(Point-per-instance localization data)
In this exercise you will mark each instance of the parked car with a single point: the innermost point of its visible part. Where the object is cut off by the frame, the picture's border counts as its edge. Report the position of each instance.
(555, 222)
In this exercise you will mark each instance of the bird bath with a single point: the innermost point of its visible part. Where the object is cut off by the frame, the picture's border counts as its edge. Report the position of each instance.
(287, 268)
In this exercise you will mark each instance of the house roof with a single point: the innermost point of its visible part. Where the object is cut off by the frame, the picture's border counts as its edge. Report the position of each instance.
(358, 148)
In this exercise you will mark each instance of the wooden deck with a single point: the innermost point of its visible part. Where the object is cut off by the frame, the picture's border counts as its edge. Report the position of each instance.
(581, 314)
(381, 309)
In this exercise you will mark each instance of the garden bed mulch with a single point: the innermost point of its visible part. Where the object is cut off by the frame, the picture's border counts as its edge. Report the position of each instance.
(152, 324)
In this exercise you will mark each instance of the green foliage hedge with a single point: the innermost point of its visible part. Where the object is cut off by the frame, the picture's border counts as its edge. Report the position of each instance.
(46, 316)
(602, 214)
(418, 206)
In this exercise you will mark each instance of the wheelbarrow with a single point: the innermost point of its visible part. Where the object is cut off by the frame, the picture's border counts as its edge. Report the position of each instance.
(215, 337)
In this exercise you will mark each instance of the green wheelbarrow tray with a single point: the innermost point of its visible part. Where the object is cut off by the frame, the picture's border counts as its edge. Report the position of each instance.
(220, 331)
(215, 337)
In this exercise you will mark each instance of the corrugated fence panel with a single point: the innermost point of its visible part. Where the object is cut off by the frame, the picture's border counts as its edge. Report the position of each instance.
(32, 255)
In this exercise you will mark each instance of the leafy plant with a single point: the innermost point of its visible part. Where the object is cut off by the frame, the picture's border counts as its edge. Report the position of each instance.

**ASSIGNMENT**
Once the line with "In this exercise you will mark each instance of the corrugated" is found, transcribe it and each line after it through the final line of the entries, exactly and only.

**OUTPUT OF THE EXERCISE**
In this exercise you will mark each instance of the corrugated fence panel with a single point: the innermost point of its visible part. Where the object is cut off by the frame, the picture's border counts as its edge. Report the position of each instance.
(32, 255)
In this exercise you will mark each instance of the leafy plant with a single point: the innermost point of its visible part. Where the object is cut off by the frame, the picture's border counts as its edge. Report the position of each instance.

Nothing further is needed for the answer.